Written exercise: Extract the listing in its entirety, keeping each line identical to the original.

Given records:
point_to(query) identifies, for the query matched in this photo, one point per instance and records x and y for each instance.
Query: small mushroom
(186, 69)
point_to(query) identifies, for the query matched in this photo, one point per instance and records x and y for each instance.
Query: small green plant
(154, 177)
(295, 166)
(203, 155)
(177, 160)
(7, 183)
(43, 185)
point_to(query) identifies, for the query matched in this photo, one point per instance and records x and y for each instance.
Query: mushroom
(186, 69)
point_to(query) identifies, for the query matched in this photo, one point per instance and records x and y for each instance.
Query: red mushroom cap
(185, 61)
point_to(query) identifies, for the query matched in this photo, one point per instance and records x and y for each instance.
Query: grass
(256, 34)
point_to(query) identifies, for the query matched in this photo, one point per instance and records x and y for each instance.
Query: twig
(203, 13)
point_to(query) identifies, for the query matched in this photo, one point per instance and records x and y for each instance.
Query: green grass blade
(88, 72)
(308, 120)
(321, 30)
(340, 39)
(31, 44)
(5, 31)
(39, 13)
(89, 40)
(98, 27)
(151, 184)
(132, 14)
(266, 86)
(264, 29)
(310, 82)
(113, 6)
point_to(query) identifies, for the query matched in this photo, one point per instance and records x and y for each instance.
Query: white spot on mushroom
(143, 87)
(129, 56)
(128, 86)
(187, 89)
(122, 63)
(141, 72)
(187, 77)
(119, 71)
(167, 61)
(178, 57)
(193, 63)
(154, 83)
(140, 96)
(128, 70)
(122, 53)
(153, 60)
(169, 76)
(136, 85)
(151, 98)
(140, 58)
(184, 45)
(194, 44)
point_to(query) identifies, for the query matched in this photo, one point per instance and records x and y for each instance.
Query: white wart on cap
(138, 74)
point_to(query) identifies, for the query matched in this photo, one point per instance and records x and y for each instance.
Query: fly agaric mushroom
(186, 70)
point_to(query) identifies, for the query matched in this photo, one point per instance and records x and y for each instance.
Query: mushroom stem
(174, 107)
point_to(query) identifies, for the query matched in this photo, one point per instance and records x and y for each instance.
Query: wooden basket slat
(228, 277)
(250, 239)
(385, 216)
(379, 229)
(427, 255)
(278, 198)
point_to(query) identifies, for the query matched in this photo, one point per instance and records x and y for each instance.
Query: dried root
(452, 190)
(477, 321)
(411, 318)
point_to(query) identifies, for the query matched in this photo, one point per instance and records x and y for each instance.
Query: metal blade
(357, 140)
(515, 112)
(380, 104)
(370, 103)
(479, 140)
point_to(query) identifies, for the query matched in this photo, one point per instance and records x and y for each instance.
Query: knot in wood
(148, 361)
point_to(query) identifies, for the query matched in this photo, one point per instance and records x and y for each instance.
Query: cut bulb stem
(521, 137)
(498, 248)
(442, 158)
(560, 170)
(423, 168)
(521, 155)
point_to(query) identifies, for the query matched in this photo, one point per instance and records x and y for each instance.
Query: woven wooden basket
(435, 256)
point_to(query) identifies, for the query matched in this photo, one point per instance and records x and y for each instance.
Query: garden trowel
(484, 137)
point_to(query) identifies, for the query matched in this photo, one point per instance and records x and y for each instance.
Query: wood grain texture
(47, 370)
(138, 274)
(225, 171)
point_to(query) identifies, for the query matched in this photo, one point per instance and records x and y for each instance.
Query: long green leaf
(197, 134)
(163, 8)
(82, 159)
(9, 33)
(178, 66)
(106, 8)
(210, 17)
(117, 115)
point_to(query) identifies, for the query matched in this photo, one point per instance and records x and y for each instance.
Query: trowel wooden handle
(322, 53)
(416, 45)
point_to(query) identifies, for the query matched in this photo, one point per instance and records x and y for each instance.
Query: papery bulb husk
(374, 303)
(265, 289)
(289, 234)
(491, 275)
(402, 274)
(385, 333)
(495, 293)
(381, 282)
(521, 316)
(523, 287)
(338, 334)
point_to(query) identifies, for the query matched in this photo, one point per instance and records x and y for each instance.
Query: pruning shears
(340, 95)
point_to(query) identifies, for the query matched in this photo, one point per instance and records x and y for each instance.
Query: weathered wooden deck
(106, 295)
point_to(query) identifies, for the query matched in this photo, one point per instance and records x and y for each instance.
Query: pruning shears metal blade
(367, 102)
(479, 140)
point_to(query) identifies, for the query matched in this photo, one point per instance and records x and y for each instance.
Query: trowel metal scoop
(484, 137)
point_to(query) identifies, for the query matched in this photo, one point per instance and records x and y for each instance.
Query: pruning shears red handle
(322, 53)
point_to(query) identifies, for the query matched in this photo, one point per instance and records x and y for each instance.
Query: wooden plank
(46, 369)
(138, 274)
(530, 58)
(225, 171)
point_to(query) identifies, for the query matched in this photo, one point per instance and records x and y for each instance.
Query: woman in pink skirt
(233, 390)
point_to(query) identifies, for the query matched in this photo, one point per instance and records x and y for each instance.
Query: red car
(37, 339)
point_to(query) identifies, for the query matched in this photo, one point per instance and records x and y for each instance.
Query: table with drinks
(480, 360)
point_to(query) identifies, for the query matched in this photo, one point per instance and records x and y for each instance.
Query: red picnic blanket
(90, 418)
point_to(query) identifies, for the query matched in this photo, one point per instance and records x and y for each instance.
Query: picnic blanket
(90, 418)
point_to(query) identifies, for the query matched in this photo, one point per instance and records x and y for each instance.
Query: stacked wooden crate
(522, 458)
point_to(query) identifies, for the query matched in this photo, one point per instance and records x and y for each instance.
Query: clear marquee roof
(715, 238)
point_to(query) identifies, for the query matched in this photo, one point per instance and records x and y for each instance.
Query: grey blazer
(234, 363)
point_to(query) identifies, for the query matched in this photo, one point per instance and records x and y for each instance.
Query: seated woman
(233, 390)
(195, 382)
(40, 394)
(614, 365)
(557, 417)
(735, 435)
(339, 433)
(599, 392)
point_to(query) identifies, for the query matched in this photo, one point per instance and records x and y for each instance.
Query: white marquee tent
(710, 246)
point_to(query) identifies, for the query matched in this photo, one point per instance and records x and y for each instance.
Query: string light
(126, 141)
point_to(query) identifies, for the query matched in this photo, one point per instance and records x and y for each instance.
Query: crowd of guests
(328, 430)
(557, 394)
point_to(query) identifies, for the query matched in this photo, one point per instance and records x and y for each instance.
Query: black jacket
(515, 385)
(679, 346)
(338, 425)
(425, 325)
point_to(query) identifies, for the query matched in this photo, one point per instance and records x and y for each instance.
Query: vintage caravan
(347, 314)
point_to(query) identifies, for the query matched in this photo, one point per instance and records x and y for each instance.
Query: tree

Answer for the task:
point_to(query) identifies, for the query matched in this photo, one point per instance and records x and y for each instance.
Query: small mushroom
(186, 69)
point_to(query) identifies, for the query matched in this photo, one point per instance and records x and y for each instance.
Query: small green plant
(154, 177)
(295, 166)
(203, 155)
(177, 160)
(7, 183)
(43, 185)
point_to(query) identifies, for the query matched in this photo, one point per instance and records x and y for each instance.
Query: mushroom
(186, 69)
point_to(query) identifies, for the query matched in this photo, one point per instance and records x and y for each instance.
Query: red mushroom cap
(185, 61)
point_to(query) identifies, for the query matched in this photo, one point per instance and records x and y for each instance.
Query: grass
(256, 34)
point_to(query) identifies, for the query matched in this photo, one point per instance and records x and y for each instance.
Query: twig
(203, 13)
point_to(query) identifies, for the query matched in this photo, one point per instance and records x and y for each instance.
Query: green grass blade
(88, 72)
(308, 120)
(321, 30)
(340, 39)
(31, 44)
(5, 31)
(39, 13)
(89, 40)
(98, 27)
(151, 184)
(132, 14)
(266, 86)
(264, 29)
(310, 82)
(113, 6)
point_to(query) identifies, for the query matched in this photo, one point per instance and records x and y for each instance.
Query: white spot on mushroom
(143, 87)
(129, 56)
(128, 86)
(187, 89)
(122, 63)
(141, 72)
(187, 77)
(119, 71)
(167, 61)
(178, 57)
(193, 63)
(154, 83)
(140, 96)
(128, 70)
(122, 53)
(153, 60)
(169, 76)
(136, 85)
(151, 98)
(140, 58)
(184, 45)
(194, 44)
point_to(query) identifies, for the query matched in this photo, one point per instance and records x and y for each instance.
Query: white wart on cap
(138, 74)
point_to(query) identifies, for the query matched in this photo, one point per instance and records x and y for each instance.
Query: fly agaric mushroom
(186, 70)
point_to(query) identifies, for the query matched in this photo, one point per instance and records x and y for each instance.
Query: mushroom stem
(174, 107)
point_to(query) identifies, for the query matched in this photo, one point per instance and records x and y for each instance.
Query: wooden basket slat
(228, 277)
(250, 239)
(385, 216)
(379, 229)
(427, 255)
(278, 198)
point_to(query) identifies, for the query matched in this photo, one point per instance and records x and y for each instance.
Query: dried root
(452, 190)
(477, 321)
(411, 318)
point_to(query) identifies, for the query matched in this photo, one point per instance and records x and y for each instance.
Query: metal blade
(357, 140)
(515, 112)
(380, 104)
(370, 103)
(479, 140)
point_to(query) identifies, for the query matched in this photo, one point per instance and records x and y for each instance.
Query: knot in wood
(148, 361)
point_to(query) identifies, for the query matched in this photo, one point per instance and records x and y for each instance.
Query: cut bulb stem
(521, 137)
(498, 248)
(442, 158)
(560, 170)
(423, 168)
(521, 155)
point_to(query) identifies, for the query matched in this photo, one point per instance and records x and y for each instance.
Query: woven wooden basket
(435, 256)
point_to(query) identifies, for the query matched in this photo, one point per instance and records x and y for each instance.
Query: garden trowel
(484, 137)
point_to(query) identifies, for the query matched in this photo, one point per instance and records x and y for each instance.
Query: wood grain texture
(47, 370)
(138, 274)
(225, 171)
point_to(query) identifies, for the query matched in this photo, one point per instance and records x and y for each instance.
Query: long green leaf
(197, 134)
(163, 8)
(82, 159)
(9, 33)
(178, 66)
(106, 8)
(210, 17)
(117, 115)
point_to(query) identifies, for the query matched in this photo, one point per instance and records x and y for each instance.
Query: trowel wooden handle
(322, 53)
(416, 45)
point_to(query) identifies, for the query matched in this photo, one point per instance and records x and y for each instance.
Query: papery bulb husk
(374, 303)
(265, 289)
(289, 234)
(491, 275)
(402, 274)
(385, 333)
(495, 293)
(381, 282)
(521, 316)
(523, 287)
(338, 334)
point_to(query) identifies, for the query matched in this photo, one point per instance and records x and y for each instance.
Query: pruning shears
(340, 95)
point_to(query) identifies, for the query matched in this photo, one point per instance and records x and y for each instance.
Query: weathered wooden deck
(106, 295)
point_to(query) identifies, for the query matched in this photo, one point per instance and records x and y for each instance.
Query: pruning shears metal blade
(367, 102)
(479, 140)
point_to(query) identifies, for the query matched in this photo, one point per instance and records x and y for each instance.
Query: trowel metal scoop
(484, 137)
point_to(query) identifies, for the query matched in this photo, one point per instance and records x and y for each instance.
Query: pruning shears red handle
(322, 53)
point_to(query) identifies, for the query matched in this photo, one point per instance and records x and y for each instance.
Query: wooden plank
(46, 369)
(138, 274)
(530, 58)
(225, 171)
point_to(query) identifies, for the query matched in this photo, one point per instance and records x and y for each instance.
Query: woman in pink skirt
(233, 390)
point_to(query) identifies, for the query matched in this photo, one point per instance and records x and y for each instance.
Query: red car
(37, 339)
point_to(query) identifies, for the query matched in this photo, one point per instance and records x and y for each instance.
Query: table with drinks
(480, 360)
point_to(query) identifies, for the query matched in this photo, one point per instance and records x and y for each instance.
Query: red picnic blanket
(90, 418)
point_to(query) identifies, for the query matched in this photo, one point per instance and records x and y for each instance.
Query: picnic blanket
(90, 418)
point_to(query) identifies, for the query matched in this photo, one point per instance and records x and y for each instance.
Query: stacked wooden crate
(522, 458)
point_to(query) identifies, for the query matched in this photo, one point per instance and records x and y for each instance.
Query: clear marquee roof
(715, 238)
point_to(query) identifies, for the query matched in this photo, one point per instance and records x and y for each instance.
Query: grey blazer
(234, 363)
point_to(query) identifies, for the query matched in this photo, one point per instance and records x and y for each instance.
Query: seated woman
(233, 390)
(195, 382)
(40, 394)
(614, 365)
(557, 417)
(735, 435)
(339, 433)
(599, 392)
point_to(query) identifies, for the query matched in this photo, one point per instance and records x and y for each instance.
Query: white marquee tent
(710, 246)
point_to(query) identifies, for the query matched in this photo, one point per instance and records x and y for each instance.
Query: string light
(126, 141)
point_to(query) identifies, for the query matched in this photo, one point per instance and records x and y for each instance.
Query: crowd of guests
(328, 430)
(557, 394)
point_to(query) identifies, for the query matched in this photo, one point per instance and records x and y for each instance.
Query: black jacket
(515, 385)
(679, 346)
(338, 425)
(425, 325)
point_to(query) identifies, for the query matched in this photo, one point per instance and records x and y for each instance.
Query: vintage caravan
(347, 314)
point_to(query) identifies, for the query matched in this photo, one point per instance and records x and y for each instance.
Query: tree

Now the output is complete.